_Stated task_. Each entry in the listing below should be restated word for word.

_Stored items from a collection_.

============

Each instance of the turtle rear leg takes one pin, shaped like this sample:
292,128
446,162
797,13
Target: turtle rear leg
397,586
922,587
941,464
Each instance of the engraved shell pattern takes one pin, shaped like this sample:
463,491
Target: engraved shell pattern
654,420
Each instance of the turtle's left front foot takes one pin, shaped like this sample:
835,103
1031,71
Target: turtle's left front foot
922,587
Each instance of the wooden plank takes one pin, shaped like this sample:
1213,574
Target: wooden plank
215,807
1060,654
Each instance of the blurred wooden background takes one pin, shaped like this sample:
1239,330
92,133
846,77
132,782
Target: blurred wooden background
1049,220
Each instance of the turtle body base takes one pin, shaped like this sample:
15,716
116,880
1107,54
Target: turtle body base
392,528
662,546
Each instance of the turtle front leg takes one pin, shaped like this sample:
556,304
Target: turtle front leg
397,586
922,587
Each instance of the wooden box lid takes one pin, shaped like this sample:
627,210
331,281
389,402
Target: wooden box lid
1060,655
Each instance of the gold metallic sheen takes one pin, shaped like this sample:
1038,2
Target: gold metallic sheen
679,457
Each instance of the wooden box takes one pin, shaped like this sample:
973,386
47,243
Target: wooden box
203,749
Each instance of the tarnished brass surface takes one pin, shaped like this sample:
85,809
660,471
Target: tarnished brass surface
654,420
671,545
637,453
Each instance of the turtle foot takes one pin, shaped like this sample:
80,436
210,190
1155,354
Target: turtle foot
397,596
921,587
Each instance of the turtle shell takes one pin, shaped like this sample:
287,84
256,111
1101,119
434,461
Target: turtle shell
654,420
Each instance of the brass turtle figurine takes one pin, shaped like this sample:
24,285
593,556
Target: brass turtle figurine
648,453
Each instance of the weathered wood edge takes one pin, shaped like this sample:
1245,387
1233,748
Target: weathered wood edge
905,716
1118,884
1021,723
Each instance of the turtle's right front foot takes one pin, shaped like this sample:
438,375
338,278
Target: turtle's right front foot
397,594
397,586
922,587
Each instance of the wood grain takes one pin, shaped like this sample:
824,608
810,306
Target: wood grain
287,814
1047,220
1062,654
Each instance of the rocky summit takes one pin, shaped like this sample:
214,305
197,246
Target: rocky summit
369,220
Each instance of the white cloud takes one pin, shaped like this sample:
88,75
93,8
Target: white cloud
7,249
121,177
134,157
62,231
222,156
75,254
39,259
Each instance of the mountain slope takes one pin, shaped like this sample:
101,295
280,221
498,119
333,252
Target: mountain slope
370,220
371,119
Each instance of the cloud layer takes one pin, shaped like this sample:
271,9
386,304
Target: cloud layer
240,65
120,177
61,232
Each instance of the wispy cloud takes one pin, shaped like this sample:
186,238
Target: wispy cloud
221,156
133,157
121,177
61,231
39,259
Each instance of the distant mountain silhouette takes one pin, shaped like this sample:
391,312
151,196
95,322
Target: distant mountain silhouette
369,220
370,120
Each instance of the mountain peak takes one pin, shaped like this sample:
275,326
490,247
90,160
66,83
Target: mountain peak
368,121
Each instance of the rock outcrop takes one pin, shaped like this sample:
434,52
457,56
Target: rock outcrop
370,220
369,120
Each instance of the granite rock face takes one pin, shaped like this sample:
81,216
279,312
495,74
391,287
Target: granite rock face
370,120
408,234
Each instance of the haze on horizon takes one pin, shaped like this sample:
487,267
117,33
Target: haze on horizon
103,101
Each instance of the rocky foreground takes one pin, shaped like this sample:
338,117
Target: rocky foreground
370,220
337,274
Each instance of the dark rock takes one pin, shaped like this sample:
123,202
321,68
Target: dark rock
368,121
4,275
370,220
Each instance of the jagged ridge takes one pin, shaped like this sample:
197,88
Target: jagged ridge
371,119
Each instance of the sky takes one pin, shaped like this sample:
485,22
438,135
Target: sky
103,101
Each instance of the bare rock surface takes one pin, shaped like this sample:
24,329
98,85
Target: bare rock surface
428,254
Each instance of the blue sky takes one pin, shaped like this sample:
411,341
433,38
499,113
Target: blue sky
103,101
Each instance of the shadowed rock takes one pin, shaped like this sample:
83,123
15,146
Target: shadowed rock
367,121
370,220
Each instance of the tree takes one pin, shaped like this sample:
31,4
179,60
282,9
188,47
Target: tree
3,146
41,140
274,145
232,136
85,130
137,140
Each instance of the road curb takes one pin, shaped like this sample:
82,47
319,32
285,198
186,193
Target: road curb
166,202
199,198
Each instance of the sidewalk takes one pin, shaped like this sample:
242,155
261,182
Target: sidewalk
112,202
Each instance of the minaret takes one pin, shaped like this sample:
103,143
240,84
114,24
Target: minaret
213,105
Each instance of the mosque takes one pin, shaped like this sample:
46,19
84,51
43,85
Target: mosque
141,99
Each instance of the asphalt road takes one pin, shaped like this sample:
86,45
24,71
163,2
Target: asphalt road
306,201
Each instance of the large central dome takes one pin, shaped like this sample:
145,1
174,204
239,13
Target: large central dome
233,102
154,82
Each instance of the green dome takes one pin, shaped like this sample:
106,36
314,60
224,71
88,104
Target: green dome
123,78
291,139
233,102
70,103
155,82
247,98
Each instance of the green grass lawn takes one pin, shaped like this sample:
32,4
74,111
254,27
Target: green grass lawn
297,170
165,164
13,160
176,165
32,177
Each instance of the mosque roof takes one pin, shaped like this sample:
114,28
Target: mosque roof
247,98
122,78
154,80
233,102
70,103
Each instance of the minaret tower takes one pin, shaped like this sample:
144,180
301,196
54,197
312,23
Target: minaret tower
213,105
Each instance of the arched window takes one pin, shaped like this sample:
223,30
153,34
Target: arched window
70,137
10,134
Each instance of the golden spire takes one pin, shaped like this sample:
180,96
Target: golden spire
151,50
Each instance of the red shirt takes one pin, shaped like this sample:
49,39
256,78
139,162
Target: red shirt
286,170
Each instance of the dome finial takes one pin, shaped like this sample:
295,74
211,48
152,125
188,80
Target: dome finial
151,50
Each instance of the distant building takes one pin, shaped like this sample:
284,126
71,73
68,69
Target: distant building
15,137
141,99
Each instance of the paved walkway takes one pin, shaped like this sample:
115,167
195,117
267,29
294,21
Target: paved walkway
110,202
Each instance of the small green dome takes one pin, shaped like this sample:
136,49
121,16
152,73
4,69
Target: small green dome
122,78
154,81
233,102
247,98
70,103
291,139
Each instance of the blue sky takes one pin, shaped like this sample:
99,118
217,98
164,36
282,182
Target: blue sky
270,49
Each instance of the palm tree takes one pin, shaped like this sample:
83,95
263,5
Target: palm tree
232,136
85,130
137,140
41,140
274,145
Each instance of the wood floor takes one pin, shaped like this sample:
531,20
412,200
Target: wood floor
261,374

============

_Output below_.
Each instance of the turtle rear leg takes one pin, shaped like this sample:
292,128
446,162
797,13
Target: turtle rear leg
397,586
922,587
941,464
Each instance of the engraved shell pattern takes one pin, shaped like this sample:
463,491
Target: engraved shell pattern
654,420
Each instance of the turtle's left front foot takes one pin, shaped like this sample:
835,103
1031,71
Target: turtle's left front foot
922,587
Each instance of the wooden plank takes one pin, shaped like this sample:
1213,574
Target: wooden plank
215,807
1060,654
Each instance of the blurred wooden background takes one pin, shaped like this sample:
1239,330
92,133
846,77
132,782
Target: blurred wooden background
1049,220
Each instance of the turtle body base takes one pin, shaped like this sample:
15,716
116,880
1107,54
Target: turtle body base
392,528
662,546
Each instance of the turtle front leg takes one pin, shaped like this sample:
556,304
Target: turtle front leg
397,586
922,587
Each instance of the wooden box lid takes one pin, shaped like this sample:
627,210
331,281
389,402
Target: wooden box lid
1060,655
Each instance of the gold metallic sheen takes one pin, shaped like this sample:
1038,2
Target: gold metallic sheen
679,457
Each instance of the wooden box takes one pin, shaped like this sample:
973,386
47,243
Target: wooden box
203,749
Each instance of the tarnished brass surface takes one pin, shaped like this sample:
85,809
660,471
Target: tarnished brass surface
654,420
671,545
637,453
Each instance of the turtle foot takes one pin, shaped like this sample:
80,436
210,190
1155,354
Target: turtle foot
397,596
921,587
Each instance of the turtle shell takes one pin, shaped like this sample:
287,84
256,111
1101,119
434,461
Target: turtle shell
654,420
Each instance of the brass turtle figurine takes one pin, shaped like this sample:
24,285
593,556
Target: brass turtle figurine
648,453
Each instance of the weathered wood edge takes one pin, shaped like this sample:
1245,387
1233,748
Target: weathered wood edge
905,716
1118,884
1021,723
Each instance of the turtle's right front foot takes one pin, shaped like this sample:
438,375
338,278
Target: turtle's right front foot
397,594
397,586
922,587
Each instance of the wood grain takes one pin, shaped like this sample:
824,608
810,306
Target: wood grain
287,814
1047,220
1062,654
Each instance of the rocky summit takes one pin, shaped like this sample:
214,305
197,246
Target: rocky summit
369,220
Each instance of the white cloud takes one pin, shaped like this sample:
88,75
93,8
Target: white cloud
7,249
121,177
134,157
62,231
222,156
75,254
39,259
Each instance of the mountain slope takes one pin, shaped like this sample:
101,295
280,221
498,119
333,252
Target: mountain slope
370,220
371,119
Each instance of the cloud layer takes one pin, shaped like this sample:
271,9
386,304
Target: cloud layer
240,65
120,177
61,232
Each instance of the wispy cloud takes one pin, shaped like this sample:
186,238
Target: wispy cloud
221,156
133,157
121,177
61,231
39,259
Each instance of the distant mountain silhouette takes one pin, shaped like this sample:
391,312
151,196
95,322
Target: distant mountain silhouette
369,220
370,120
Each instance of the mountain peak takes one pin, shaped like this sample:
275,326
490,247
90,160
66,83
Target: mountain peak
368,121
Each instance of the rock outcrop takes one pin, shaped like this sample:
434,52
457,56
Target: rock outcrop
370,220
369,120
Each instance of the granite rock face takes one pin, shaped like this sample:
81,216
279,312
495,74
391,287
Target: granite rock face
370,120
408,234
Each instance of the haze on horizon takes one pin, shaped like this sample:
487,267
117,33
Target: haze on horizon
103,101
Each instance of the rocky foreground takes one pin, shaped like this sample:
338,117
Target: rocky foreground
370,220
337,274
Each instance of the dark rock takes one pin, shaped like this sample:
123,202
321,68
Target: dark rock
368,121
4,275
370,220
Each instance of the jagged ridge takes one pin, shaped like this sample:
197,88
Target: jagged ridge
371,119
Each instance of the sky takes one pin, shaped like this sample:
485,22
438,135
Target: sky
103,101
Each instance of the bare rock surface takes one pin, shaped like this sample:
24,329
98,85
Target: bare rock surface
428,254
Each instance of the blue sky takes one pin, shaped like this sample:
411,341
433,38
499,113
Target: blue sky
103,101
Each instance of the shadowed rock takes one pin, shaped like this sample:
83,123
15,146
Target: shadowed rock
367,121
370,220
Each instance of the tree takes one pin, shaped like this sample:
31,4
179,60
282,9
188,47
Target: tree
3,146
41,140
274,145
232,136
85,130
137,140
Each instance of the road curb takes one pin, shaped like this sample:
82,47
319,32
285,198
186,193
Target: road curb
166,202
199,198
Each instance of the sidewalk takes one pin, shaped like this sample:
242,155
261,182
Target: sidewalk
112,202
Each instance of the minaret takes one pin, shaped like this sample:
103,143
240,84
114,24
Target: minaret
213,105
Each instance of the mosque takes one pin, shaped like this sample:
46,19
84,51
43,85
Target: mosque
141,99
Each instance of the asphalt road takes one pin, shaped like this sample:
86,45
24,71
163,2
Target: asphalt road
306,201
Each instance of the large central dome takes one pin, shaped like this sample:
145,1
174,204
239,13
Target: large central dome
233,102
154,82
Each instance of the green dome takes one pin, shaped like this sample:
106,36
314,60
224,71
88,104
Target: green dome
123,78
291,139
233,102
70,103
155,82
247,98
Each instance of the green grass lawn takes one pin, shaped like this sample:
32,4
74,111
254,27
Target: green grass lawn
297,170
165,164
13,160
176,165
32,177
Each instance of the mosque roof takes one pin, shaped like this sample:
114,28
Target: mosque roof
247,98
122,78
154,80
233,102
70,103
Each instance of the minaret tower takes one pin, shaped like this sample:
144,180
301,196
54,197
312,23
Target: minaret tower
213,105
Each instance of the arched window takes one pin, shaped like this sample:
223,30
153,34
Target: arched window
70,137
10,134
Each instance of the golden spire takes one pin, shaped like this sample:
180,96
Target: golden spire
151,50
Each instance of the red shirt takes one pin, shaped like this sample:
49,39
256,78
139,162
Target: red shirt
286,170
Each instance of the dome finial takes one pin, shaped like this sample:
295,74
211,48
152,125
188,80
Target: dome finial
151,50
Each instance of the distant building takes one pin, shaped like this sample:
284,126
71,73
68,69
Target: distant building
15,137
141,99
Each instance of the paved walkway takes one pin, shaped like this sample:
115,167
195,117
267,29
294,21
Target: paved walkway
110,202
Each instance of the small green dome takes one pin, shaped like this sample:
136,49
121,16
152,73
4,69
Target: small green dome
122,78
154,81
233,102
247,98
70,103
291,139
Each instance of the blue sky takes one pin, shaped like this sample:
99,118
217,98
164,36
282,182
Target: blue sky
270,49
Each instance of the palm tree takes one pin, shaped like this sample:
83,95
263,5
Target: palm tree
232,136
85,130
137,140
41,140
274,145
Each instance of the wood floor takes one pin, shaped like this sample:
531,20
412,200
Target: wood floor
261,374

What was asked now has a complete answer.